§ **WORK REQUIRED**:
The response must consist of all the records, retyped exactly.

[Recorded data]
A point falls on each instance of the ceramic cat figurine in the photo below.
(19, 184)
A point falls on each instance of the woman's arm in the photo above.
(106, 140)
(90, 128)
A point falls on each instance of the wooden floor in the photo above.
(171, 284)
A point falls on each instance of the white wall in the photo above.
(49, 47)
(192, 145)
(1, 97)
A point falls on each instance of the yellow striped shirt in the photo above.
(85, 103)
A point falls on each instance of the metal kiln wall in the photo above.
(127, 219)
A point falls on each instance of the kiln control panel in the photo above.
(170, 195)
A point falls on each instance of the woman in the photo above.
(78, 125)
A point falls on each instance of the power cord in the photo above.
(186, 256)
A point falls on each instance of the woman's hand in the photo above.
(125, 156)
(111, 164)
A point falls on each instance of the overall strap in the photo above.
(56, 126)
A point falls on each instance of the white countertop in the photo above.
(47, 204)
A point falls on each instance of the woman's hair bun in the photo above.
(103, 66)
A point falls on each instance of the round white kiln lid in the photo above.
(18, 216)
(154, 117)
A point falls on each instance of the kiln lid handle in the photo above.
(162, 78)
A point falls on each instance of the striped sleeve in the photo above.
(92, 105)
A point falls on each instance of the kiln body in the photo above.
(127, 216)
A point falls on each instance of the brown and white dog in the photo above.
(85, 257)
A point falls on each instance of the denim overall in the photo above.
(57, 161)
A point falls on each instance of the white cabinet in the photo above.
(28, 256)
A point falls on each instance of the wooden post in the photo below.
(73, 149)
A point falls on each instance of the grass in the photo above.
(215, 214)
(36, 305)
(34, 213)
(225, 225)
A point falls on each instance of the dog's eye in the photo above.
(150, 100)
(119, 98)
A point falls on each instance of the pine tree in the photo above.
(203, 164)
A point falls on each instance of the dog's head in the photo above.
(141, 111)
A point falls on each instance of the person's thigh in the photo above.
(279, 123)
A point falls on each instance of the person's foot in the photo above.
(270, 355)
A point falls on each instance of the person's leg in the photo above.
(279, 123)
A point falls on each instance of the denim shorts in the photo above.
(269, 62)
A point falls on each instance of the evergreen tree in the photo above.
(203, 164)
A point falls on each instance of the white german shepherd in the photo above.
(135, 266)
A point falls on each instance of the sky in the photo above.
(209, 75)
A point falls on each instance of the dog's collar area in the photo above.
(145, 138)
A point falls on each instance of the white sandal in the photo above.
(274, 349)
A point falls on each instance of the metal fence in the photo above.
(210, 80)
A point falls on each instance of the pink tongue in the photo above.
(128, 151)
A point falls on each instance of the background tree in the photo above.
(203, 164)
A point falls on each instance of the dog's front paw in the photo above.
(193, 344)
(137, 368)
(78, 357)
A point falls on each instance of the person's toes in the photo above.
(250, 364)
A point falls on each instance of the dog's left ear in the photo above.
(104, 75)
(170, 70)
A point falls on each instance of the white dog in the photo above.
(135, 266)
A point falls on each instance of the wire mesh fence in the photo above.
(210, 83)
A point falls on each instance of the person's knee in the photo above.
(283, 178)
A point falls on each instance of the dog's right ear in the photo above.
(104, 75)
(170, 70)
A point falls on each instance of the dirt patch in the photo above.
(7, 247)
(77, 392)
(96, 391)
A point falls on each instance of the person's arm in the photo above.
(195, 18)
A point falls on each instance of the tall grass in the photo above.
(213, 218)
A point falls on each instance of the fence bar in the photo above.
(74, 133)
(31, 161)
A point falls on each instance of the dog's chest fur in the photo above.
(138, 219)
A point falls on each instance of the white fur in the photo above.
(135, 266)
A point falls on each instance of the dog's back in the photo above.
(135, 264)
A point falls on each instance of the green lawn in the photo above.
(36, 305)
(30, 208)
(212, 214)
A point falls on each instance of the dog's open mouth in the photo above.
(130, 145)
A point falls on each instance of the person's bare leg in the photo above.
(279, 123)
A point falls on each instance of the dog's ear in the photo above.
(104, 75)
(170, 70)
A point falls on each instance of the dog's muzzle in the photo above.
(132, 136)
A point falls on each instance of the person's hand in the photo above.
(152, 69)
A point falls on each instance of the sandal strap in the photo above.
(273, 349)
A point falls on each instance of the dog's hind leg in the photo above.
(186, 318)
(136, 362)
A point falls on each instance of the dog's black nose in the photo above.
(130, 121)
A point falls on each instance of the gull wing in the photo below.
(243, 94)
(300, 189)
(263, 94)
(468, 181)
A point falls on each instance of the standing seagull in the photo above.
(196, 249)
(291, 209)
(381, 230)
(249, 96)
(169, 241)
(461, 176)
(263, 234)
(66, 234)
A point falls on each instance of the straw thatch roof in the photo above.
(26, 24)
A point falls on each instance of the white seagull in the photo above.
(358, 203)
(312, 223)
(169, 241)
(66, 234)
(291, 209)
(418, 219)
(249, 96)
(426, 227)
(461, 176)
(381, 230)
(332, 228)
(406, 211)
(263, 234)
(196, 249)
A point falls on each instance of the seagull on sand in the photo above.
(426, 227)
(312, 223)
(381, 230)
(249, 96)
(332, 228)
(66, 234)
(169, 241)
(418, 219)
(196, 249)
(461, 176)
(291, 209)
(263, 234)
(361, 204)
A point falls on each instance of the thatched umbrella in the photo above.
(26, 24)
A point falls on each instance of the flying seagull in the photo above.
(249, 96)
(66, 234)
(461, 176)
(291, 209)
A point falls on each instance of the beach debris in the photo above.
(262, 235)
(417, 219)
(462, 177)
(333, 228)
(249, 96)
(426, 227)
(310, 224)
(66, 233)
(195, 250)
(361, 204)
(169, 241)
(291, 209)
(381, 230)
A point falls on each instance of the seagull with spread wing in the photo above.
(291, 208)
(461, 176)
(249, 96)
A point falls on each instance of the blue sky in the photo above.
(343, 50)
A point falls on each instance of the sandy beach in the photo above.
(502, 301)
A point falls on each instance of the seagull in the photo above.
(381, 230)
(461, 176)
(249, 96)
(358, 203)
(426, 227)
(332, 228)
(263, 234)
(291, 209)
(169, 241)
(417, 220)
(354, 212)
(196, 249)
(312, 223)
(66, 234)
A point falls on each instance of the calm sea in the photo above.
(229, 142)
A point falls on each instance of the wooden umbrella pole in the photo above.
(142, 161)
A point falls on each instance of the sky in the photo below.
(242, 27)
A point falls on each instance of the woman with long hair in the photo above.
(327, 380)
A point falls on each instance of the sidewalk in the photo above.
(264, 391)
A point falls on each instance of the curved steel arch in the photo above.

§ **TASK SOLUTION**:
A point falls on each instance of the ceramic cat figurine in the photo below.
(19, 184)
A point falls on each instance of the woman's arm in the photo above.
(106, 140)
(90, 128)
A point falls on each instance of the wooden floor in the photo above.
(171, 284)
A point falls on each instance of the white wall in the photo above.
(49, 47)
(192, 145)
(1, 97)
A point falls on each instance of the yellow striped shirt in the photo above.
(85, 103)
A point falls on each instance of the metal kiln wall in the photo above.
(127, 219)
A point falls on each instance of the kiln control panel in the photo above.
(170, 195)
A point falls on each instance of the woman in the photo above.
(78, 125)
A point falls on each instance of the power cord in the photo above.
(186, 256)
A point falls on each instance of the woman's hand in the photo above.
(125, 156)
(111, 164)
A point falls on each instance of the overall strap in the photo above.
(56, 126)
A point falls on each instance of the white countertop in the photo above.
(47, 204)
A point falls on each instance of the woman's hair bun in the photo above.
(103, 66)
A point falls on each instance of the round white kiln lid in the photo above.
(18, 216)
(154, 117)
A point falls on each instance of the kiln lid handle in the photo above.
(162, 78)
A point falls on each instance of the striped sleeve in the photo above.
(92, 105)
A point falls on each instance of the kiln body in the photo above.
(127, 216)
A point falls on each instance of the brown and white dog in the photo above.
(85, 257)
A point falls on each instance of the denim overall in the photo above.
(57, 161)
A point falls on each instance of the white cabinet in the photo above.
(28, 256)
A point falls on each instance of the wooden post in the photo below.
(73, 149)
A point falls on each instance of the grass in the photo above.
(215, 214)
(36, 305)
(34, 213)
(225, 225)
A point falls on each instance of the dog's eye in the photo above.
(150, 100)
(119, 98)
A point falls on each instance of the pine tree in the photo above.
(203, 164)
A point falls on each instance of the dog's head in the photo above.
(141, 111)
A point falls on each instance of the person's thigh in the photo above.
(279, 123)
A point falls on each instance of the person's foot in the photo above.
(270, 355)
A point falls on each instance of the person's leg in the photo above.
(279, 123)
A point falls on each instance of the denim shorts in the photo above.
(269, 62)
A point falls on each instance of the evergreen tree in the photo above.
(203, 164)
A point falls on each instance of the white german shepherd in the photo above.
(135, 266)
A point falls on each instance of the sky in the photo above.
(209, 75)
A point falls on each instance of the dog's collar area in the photo above.
(145, 138)
A point falls on each instance of the white sandal in the photo above.
(274, 349)
A point falls on each instance of the metal fence in the photo above.
(210, 80)
A point falls on each instance of the pink tongue in the photo above.
(128, 151)
A point falls on each instance of the background tree in the photo above.
(203, 164)
A point falls on each instance of the dog's front paw in the photo above.
(193, 344)
(137, 368)
(78, 357)
A point falls on each instance of the person's toes in the photo above.
(250, 364)
A point falls on each instance of the dog's left ear in the photo above.
(104, 75)
(170, 70)
A point falls on each instance of the white dog in the photo above.
(135, 266)
A point falls on each instance of the wire mesh fence in the photo above.
(210, 83)
A point falls on each instance of the person's knee in the photo above.
(283, 178)
A point falls on each instance of the dog's right ear in the photo above.
(104, 75)
(170, 70)
A point falls on each instance of the dirt patch in the photo above.
(7, 247)
(77, 392)
(96, 391)
A point falls on each instance of the person's arm in the photo above.
(195, 18)
A point falls on each instance of the tall grass in the photo above.
(213, 218)
A point falls on each instance of the fence bar in the photo above.
(74, 133)
(31, 161)
A point falls on each instance of the dog's chest fur in the photo above.
(138, 219)
A point falls on each instance of the white fur in the photo above.
(135, 266)
A point falls on each instance of the dog's back in the photo above.
(135, 264)
A point falls on each instance of the green lawn in the photo above.
(36, 305)
(30, 208)
(212, 214)
A point falls on each instance of the dog's open mouth in the photo above.
(130, 145)
A point falls on each instance of the person's bare leg in the photo above.
(279, 123)
A point falls on each instance of the dog's ear in the photo above.
(104, 75)
(170, 70)
A point falls on each instance of the dog's muzzle in the photo above.
(132, 136)
A point falls on each instance of the person's hand in the photo above.
(152, 69)
A point falls on each instance of the sandal strap in the photo above.
(273, 349)
A point falls on each instance of the dog's hind leg in the photo above.
(186, 318)
(136, 362)
A point falls on each instance of the dog's black nose in the photo above.
(130, 121)
A point falls on each instance of the gull wing in the photo below.
(243, 94)
(300, 189)
(263, 94)
(468, 181)
A point falls on each instance of the standing seagull in the photo above.
(196, 249)
(291, 209)
(381, 230)
(249, 96)
(169, 241)
(461, 176)
(263, 234)
(66, 234)
A point falls on each instance of the straw thatch roof in the photo above.
(26, 24)
A point falls on each instance of the white seagull in the photo above.
(358, 203)
(312, 223)
(169, 241)
(66, 234)
(291, 209)
(418, 219)
(249, 96)
(426, 227)
(461, 176)
(381, 230)
(332, 228)
(406, 211)
(263, 234)
(196, 249)
A point falls on each instance of the seagull on sand in the photo above.
(426, 227)
(312, 223)
(381, 230)
(249, 96)
(332, 228)
(66, 234)
(169, 241)
(418, 219)
(196, 249)
(461, 176)
(291, 209)
(263, 234)
(361, 204)
A point falls on each instance of the thatched umbrella in the photo above.
(26, 24)
A point falls on each instance of the flying seagull in the photo above.
(249, 96)
(66, 234)
(461, 176)
(291, 209)
A point falls on each instance of the beach debris in the photo above.
(262, 235)
(417, 219)
(462, 177)
(333, 228)
(249, 96)
(426, 227)
(310, 224)
(66, 233)
(195, 250)
(361, 204)
(169, 241)
(291, 209)
(381, 230)
A point falls on each instance of the seagull with spread wing in the photo above.
(291, 208)
(461, 176)
(249, 96)
A point falls on each instance of the blue sky in the photo above.
(343, 50)
A point falls on each instance of the sandy beach in the photo above.
(502, 301)
A point falls on each instance of the seagull in the photo above.
(381, 230)
(461, 176)
(249, 96)
(358, 203)
(426, 227)
(332, 228)
(263, 234)
(291, 209)
(169, 241)
(417, 220)
(354, 212)
(196, 249)
(312, 223)
(66, 234)
A point falls on each instance of the calm sea in the photo above.
(229, 142)
A point falls on each instance of the wooden umbrella pole in the photo above.
(142, 161)
A point falls on each instance of the sky in the photo below.
(242, 27)
A point falls on each instance of the woman with long hair in the photo above.
(327, 380)
A point falls on each instance of the sidewalk in the photo above.
(264, 391)
A point falls on each instance of the curved steel arch in the photo above.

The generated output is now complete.